About this task. In the data that follows, find each line containing "below" and copy it.

Given entries.
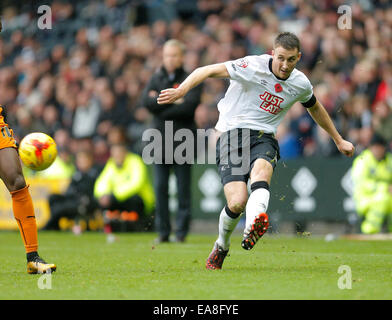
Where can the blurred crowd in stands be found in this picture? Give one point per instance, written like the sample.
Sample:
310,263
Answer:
82,80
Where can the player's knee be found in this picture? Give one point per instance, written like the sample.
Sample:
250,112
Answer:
237,205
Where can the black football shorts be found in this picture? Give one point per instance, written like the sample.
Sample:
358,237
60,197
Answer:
238,149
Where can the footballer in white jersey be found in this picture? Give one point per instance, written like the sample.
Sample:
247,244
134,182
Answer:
262,89
257,99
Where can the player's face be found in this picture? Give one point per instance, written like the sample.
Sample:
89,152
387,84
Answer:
172,58
284,61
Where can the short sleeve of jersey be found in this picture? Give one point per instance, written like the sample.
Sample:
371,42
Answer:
242,69
307,92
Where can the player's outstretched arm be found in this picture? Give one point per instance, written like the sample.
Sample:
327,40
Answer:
170,95
321,116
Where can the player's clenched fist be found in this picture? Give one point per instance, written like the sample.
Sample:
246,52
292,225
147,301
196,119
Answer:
167,96
346,148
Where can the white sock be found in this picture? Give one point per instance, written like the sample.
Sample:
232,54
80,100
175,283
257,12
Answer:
257,203
226,227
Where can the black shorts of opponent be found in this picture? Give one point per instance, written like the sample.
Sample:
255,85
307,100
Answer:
238,149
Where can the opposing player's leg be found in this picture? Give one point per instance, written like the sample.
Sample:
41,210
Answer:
256,209
236,195
22,205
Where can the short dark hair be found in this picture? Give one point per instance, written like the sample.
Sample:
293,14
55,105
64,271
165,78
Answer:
287,40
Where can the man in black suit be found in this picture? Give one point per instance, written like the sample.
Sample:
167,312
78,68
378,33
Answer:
178,115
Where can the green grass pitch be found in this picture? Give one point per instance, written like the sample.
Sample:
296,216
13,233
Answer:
134,268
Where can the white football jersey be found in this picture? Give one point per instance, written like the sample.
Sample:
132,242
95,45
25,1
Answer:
256,99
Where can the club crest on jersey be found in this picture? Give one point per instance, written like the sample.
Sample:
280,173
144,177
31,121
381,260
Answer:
243,63
271,103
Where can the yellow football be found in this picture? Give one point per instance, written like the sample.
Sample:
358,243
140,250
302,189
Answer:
37,151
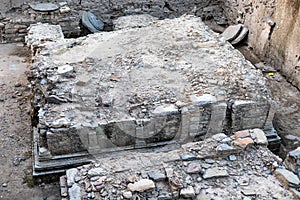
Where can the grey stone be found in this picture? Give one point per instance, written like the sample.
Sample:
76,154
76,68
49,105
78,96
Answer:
127,194
232,157
224,147
188,192
215,173
232,32
75,192
193,168
288,177
141,185
203,99
44,7
242,35
64,69
71,174
97,23
187,157
259,136
219,137
96,172
133,21
157,176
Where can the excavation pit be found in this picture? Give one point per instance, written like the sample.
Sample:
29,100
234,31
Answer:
168,83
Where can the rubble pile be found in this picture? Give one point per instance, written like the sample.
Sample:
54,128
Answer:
170,82
221,167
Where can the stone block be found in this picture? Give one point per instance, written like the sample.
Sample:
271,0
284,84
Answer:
259,136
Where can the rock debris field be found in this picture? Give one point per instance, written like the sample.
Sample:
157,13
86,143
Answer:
170,84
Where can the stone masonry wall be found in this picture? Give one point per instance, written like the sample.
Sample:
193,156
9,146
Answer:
274,31
109,100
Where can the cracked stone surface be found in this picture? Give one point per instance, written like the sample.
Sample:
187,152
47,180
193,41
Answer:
172,81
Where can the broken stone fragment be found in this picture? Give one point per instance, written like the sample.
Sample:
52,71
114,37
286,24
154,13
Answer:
249,192
127,195
187,157
71,173
219,137
156,176
62,122
287,177
55,99
141,186
75,192
244,32
232,32
188,192
259,136
242,134
194,168
224,148
215,173
292,160
96,172
133,21
243,142
65,69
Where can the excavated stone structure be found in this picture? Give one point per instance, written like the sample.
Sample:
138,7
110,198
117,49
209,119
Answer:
275,23
165,84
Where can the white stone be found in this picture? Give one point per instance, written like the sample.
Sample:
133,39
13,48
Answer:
215,173
288,177
141,185
64,69
97,172
188,192
71,173
75,192
127,195
259,136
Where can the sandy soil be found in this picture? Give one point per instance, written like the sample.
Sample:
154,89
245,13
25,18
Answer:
15,130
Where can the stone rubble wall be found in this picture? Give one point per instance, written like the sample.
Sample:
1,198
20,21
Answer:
223,92
13,26
216,168
274,32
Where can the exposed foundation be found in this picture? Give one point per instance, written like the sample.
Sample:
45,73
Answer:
119,90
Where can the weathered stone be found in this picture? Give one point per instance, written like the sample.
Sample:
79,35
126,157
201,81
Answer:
249,192
75,192
156,176
232,32
188,192
232,157
44,7
193,168
127,195
242,134
224,148
243,142
219,137
65,69
215,173
133,21
71,173
288,177
141,185
96,172
242,35
187,157
292,160
259,136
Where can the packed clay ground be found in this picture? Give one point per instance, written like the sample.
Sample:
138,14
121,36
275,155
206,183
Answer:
15,129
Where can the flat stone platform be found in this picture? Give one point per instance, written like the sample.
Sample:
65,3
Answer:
171,82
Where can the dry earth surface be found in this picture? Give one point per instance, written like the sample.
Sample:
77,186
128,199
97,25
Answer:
15,130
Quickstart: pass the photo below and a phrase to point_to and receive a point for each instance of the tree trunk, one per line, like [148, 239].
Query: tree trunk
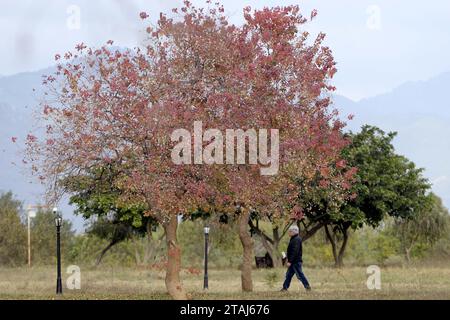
[248, 256]
[408, 254]
[338, 256]
[340, 262]
[173, 282]
[330, 238]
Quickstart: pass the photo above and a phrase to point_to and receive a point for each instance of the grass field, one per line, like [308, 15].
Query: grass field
[327, 283]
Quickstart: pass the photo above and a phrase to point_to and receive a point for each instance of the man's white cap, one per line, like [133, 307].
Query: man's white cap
[293, 229]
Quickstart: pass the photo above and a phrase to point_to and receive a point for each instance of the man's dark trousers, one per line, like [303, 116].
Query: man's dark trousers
[295, 268]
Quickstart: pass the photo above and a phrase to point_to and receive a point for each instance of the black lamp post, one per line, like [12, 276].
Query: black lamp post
[205, 279]
[58, 223]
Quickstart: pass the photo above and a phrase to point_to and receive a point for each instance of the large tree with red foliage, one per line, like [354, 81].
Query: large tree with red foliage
[111, 107]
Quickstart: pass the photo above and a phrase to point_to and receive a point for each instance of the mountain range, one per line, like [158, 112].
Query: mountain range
[418, 111]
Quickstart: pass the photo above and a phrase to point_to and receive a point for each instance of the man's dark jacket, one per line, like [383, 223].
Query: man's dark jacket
[294, 253]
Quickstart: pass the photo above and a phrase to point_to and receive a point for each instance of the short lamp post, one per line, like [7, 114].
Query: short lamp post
[30, 214]
[205, 279]
[58, 223]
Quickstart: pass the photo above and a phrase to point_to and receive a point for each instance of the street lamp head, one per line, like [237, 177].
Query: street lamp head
[58, 221]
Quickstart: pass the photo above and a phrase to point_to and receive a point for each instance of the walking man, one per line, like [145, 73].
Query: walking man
[294, 260]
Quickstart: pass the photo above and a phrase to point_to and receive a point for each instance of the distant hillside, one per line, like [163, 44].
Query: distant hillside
[420, 113]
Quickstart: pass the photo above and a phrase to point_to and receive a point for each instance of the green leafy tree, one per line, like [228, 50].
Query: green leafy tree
[13, 241]
[424, 229]
[386, 184]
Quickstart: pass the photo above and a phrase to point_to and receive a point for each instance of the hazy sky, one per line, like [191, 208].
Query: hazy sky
[378, 44]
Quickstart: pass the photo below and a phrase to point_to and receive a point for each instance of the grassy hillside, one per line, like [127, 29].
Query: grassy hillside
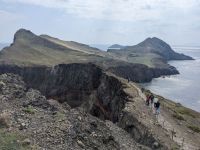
[29, 49]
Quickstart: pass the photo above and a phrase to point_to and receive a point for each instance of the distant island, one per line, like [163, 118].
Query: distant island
[149, 57]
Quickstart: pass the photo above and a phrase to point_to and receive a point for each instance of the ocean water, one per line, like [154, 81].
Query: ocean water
[185, 87]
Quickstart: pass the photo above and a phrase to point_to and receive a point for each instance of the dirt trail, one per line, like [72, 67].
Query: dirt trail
[167, 122]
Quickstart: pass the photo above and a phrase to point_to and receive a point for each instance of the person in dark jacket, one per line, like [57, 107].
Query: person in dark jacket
[157, 107]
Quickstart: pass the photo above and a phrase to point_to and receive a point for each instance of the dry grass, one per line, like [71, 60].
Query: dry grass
[5, 120]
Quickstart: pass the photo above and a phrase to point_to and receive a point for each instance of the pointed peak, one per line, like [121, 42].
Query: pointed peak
[23, 34]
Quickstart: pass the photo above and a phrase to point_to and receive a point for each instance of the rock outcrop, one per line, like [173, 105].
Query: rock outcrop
[149, 57]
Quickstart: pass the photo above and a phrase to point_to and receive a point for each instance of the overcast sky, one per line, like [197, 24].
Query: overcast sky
[104, 21]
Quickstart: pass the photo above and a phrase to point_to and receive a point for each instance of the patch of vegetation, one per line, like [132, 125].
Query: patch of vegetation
[60, 116]
[194, 128]
[4, 120]
[10, 141]
[29, 110]
[178, 116]
[185, 111]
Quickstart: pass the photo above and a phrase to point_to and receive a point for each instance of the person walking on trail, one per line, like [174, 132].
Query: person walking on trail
[152, 101]
[157, 108]
[148, 99]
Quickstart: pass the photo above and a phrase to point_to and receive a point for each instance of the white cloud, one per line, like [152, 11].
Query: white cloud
[120, 10]
[9, 17]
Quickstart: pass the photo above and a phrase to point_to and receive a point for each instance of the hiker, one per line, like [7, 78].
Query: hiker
[157, 107]
[152, 101]
[148, 99]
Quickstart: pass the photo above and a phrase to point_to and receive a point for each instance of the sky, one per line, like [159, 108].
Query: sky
[125, 22]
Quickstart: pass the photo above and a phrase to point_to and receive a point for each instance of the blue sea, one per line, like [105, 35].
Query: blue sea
[185, 87]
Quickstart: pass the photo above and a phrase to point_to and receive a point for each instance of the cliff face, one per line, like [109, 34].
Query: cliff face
[143, 61]
[88, 88]
[82, 85]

The completed task.
Quickstart: pass the photo below and a phrase to point_to and receive a point for each instance of the tree trunk, one per line, like [148, 239].
Quickstart: pass the photo below and a phrase to point_to and receive a point for each instance of the grassy hillside, one per line, like [127, 29].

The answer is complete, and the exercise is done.